### Bounding-box records
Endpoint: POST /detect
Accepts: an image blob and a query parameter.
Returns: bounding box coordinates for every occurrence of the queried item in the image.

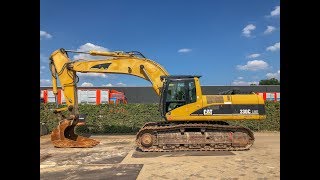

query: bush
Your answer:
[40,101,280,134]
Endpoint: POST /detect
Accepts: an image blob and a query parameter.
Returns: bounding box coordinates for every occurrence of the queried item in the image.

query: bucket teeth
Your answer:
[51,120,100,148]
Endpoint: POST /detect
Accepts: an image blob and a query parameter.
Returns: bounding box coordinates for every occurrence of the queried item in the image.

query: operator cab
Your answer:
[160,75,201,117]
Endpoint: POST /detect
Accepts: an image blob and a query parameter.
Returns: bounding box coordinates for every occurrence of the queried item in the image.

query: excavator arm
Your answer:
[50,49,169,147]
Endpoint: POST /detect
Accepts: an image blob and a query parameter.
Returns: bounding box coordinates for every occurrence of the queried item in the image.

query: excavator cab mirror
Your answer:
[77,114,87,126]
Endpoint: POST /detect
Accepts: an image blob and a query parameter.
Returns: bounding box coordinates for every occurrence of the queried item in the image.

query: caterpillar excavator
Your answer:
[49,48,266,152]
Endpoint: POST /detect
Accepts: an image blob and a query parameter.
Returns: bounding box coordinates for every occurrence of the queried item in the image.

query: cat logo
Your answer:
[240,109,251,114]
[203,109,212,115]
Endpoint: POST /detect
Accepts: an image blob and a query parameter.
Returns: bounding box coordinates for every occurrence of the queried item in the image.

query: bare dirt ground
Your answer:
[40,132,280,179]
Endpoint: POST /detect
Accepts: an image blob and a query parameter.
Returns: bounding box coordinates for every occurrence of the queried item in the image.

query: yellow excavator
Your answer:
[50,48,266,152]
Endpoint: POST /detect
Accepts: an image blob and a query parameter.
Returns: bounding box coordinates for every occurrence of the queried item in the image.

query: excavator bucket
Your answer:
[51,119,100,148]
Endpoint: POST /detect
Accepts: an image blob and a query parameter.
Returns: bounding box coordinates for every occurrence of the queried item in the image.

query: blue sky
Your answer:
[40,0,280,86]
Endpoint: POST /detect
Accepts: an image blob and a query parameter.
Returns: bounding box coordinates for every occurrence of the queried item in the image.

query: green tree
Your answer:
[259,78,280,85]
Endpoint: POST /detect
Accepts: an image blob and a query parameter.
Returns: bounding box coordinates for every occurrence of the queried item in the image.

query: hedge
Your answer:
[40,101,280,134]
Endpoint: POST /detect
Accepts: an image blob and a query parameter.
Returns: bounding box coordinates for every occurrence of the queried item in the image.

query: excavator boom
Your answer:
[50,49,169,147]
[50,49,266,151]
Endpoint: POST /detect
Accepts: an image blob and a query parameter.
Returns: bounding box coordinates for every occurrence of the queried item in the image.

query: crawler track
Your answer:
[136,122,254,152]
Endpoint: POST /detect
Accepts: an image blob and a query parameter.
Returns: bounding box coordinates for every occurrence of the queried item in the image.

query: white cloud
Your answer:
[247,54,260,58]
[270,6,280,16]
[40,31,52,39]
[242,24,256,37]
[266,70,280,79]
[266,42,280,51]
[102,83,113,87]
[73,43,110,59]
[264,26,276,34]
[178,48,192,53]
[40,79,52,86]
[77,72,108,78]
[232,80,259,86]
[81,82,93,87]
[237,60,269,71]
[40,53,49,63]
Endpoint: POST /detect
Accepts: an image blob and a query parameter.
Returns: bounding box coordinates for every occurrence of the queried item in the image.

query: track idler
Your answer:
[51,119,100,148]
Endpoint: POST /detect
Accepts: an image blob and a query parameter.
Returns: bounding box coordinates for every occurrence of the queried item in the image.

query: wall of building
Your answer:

### Exercise
Gather every line of the material above that contains the string "track", and copy each one.

### Solution for this problem
query: crawler track
query: track idler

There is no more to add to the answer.